───── PROVIDED PASSAGE

Poggio Trattoria in Sausalito is my favorite Bay Area restaurant, the one place I can always count on for mouthwatering Tuscan delicacies, presented with elegance and style, in a warm sit-down-and-stay-a-while setting. On a recent visit, I had dinner with a friend, who had never eaten there, and the evening was, as always, a resounding success.

We started with a bottle of Prosecco, a bit of a splurge, but still reasonably priced at $44. Within moments there was a basket of warm homemade bread on the table, the melt-in-your-mouth variety that is hard to resist. We ordered the burrata (a creamy, stuffed mozzarella, $11) as an appetizer — absolute heaven in combination with the bubbly. My friend then had a beet salad ($9) on a bed of arugula drizzled with a perfect balsamic dressing, and I dove headfirst into the stellar endive salad ($10), a superb blend of Belgian endive, apples, gorgonzola, hazelnuts, and honey.

──────────

▶ [REQUIREMENT A]:
In the restaurant review, turn the paragraph beginning "We started with a bottle of Prosecco" into a short bulleted list that keeps each item ordered and its price.
▶ [REQUIREMENT B]:
Extend the restaurant review past its final sentence, carrying the meal forward in the same first-person voice.

───── DATA ENTRIES

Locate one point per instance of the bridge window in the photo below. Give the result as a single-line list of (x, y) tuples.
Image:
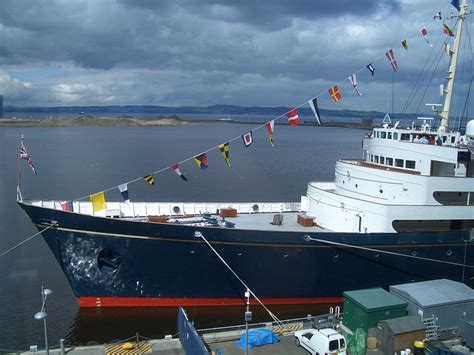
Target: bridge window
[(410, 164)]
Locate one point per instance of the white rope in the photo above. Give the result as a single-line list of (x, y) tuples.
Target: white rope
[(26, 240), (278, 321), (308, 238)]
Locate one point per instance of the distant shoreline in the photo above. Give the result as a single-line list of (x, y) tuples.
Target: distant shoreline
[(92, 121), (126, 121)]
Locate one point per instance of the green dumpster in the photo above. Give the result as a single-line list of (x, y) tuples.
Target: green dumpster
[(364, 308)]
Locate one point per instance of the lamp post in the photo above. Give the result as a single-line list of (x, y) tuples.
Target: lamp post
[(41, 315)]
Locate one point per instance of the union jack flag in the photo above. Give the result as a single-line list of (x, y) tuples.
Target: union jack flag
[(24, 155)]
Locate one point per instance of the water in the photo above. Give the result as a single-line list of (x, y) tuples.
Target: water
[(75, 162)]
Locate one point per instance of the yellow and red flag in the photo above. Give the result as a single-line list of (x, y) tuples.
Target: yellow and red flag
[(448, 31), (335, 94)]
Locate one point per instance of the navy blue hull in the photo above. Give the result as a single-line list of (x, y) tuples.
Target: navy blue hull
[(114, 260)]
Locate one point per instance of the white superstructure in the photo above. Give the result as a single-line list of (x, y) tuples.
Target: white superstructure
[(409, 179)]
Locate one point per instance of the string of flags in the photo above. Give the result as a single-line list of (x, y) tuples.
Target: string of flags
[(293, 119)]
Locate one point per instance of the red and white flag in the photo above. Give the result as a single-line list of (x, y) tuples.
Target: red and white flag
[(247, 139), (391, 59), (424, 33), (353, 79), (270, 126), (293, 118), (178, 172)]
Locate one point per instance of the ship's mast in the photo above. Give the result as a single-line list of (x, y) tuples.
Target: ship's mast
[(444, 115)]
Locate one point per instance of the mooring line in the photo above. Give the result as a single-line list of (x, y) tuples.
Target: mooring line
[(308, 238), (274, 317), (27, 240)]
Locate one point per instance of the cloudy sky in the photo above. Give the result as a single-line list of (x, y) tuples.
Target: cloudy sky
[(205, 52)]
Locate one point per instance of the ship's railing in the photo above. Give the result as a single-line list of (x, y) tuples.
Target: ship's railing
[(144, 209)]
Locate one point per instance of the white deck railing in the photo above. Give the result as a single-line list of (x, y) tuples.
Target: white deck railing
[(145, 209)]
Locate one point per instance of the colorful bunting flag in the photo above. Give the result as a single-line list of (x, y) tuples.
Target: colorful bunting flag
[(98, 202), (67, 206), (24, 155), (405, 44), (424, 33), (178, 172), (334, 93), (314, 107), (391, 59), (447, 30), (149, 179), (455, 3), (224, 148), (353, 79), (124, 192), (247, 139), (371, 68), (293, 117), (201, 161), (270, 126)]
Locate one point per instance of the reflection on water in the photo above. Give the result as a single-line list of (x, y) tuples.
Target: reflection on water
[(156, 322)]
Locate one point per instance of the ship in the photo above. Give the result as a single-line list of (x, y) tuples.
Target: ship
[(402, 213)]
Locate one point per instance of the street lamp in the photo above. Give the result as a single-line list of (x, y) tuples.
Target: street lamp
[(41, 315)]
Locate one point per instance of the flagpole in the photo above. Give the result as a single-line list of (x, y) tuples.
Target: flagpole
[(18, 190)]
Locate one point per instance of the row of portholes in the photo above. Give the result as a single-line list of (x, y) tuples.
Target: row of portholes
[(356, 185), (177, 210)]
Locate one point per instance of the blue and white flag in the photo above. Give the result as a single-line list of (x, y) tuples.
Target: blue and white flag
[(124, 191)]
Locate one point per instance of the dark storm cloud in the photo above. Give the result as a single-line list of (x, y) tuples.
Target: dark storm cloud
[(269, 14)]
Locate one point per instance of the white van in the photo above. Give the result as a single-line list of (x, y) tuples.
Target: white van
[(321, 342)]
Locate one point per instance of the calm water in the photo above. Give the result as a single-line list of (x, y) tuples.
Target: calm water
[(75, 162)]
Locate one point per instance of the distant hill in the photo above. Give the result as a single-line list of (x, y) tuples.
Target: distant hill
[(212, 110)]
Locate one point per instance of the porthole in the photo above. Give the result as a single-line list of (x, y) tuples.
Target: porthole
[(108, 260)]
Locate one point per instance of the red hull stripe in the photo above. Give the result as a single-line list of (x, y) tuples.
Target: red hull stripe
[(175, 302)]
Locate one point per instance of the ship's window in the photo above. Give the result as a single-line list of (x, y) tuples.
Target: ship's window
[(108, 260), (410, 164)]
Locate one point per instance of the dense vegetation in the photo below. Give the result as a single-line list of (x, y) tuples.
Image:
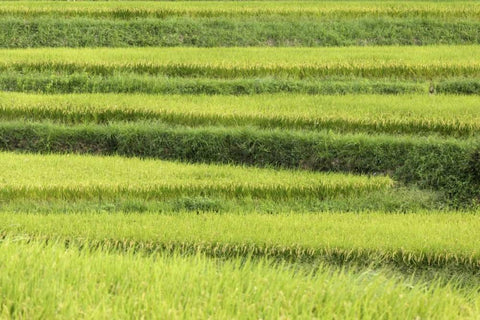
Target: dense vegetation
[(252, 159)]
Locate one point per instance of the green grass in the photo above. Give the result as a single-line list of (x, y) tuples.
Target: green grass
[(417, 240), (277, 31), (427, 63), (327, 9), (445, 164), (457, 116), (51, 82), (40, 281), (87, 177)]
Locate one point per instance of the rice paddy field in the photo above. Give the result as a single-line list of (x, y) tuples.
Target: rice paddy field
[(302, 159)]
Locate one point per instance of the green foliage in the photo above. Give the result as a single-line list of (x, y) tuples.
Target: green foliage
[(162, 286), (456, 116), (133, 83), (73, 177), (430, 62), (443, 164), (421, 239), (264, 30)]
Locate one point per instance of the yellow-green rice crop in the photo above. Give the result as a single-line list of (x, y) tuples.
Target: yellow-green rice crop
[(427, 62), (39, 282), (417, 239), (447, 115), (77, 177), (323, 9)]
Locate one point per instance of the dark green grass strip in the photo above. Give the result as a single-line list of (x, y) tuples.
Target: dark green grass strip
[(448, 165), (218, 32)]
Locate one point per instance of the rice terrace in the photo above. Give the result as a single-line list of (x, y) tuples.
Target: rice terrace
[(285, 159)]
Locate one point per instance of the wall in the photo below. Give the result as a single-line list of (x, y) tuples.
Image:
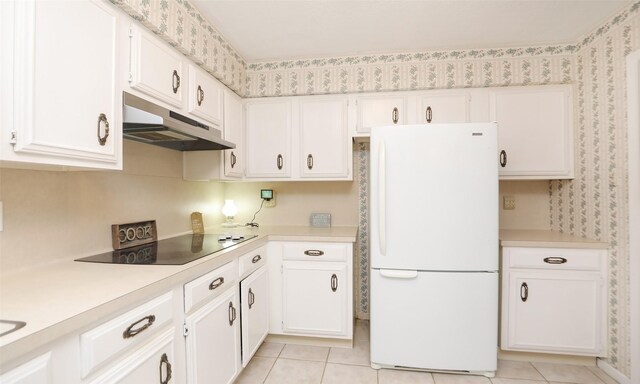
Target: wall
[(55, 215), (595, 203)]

──────────

▶ [TASK ANSWER A]:
- A bottle of Prosecco, $44
- A basket of warm homemade bread, brought to the table
- Burrata (a creamy, stuffed mozzarella) as an appetizer, $11
- A beet salad on arugula with balsamic dressing for the friend, $9
- An endive salad of Belgian endive, apples, gorgonzola, hazelnuts, and honey for the writer, $10

▶ [TASK ANSWER B]:
My dinner partner chose a fish course, the wood-fire roasted snapper ($28), accompanied by potatoes and a savory, yet delicate, spinach. Poggio has quite a knack for fish preparation, and the snapper was outstanding. I opted for the deeply satisfying “Fichi” pizza ($12), with caramelized onions, pancetta, gorgonzola, and black mission figs. What a combination! I couldn’t finish the entire pizza and had to take half of it home. For dessert (okay, so I left a little room for dessert…) we split the budino, my favorite: a warm, chocolate mini-cake that is out of this world. We rounded out the night with some hearty cups of coffee.

The staff at Poggio merits a comment. Every time I’ve eaten there, I’ve been treated like a friend of the family, from the hostess to the bartenders to each of the servers. I have never felt rushed or ignored, even during the busiest of nights. No one even made fun of me when, on my first visit, I asked about “evoo,” a curious-sounding ingredient listed in many of the dishes, and one that I assumed must be an exotic sea creature or mountain fungus. My waiter very politely explained that evoo was simply shorthand for “extra virgin olive oil.” Now I know…

Go to Poggio for a fabulous dinner or lunch. Parking is easy in Sausalito, especially at night, and an after-dinner stroll along the waterfront is a must. I hope it becomes one of your favorite places.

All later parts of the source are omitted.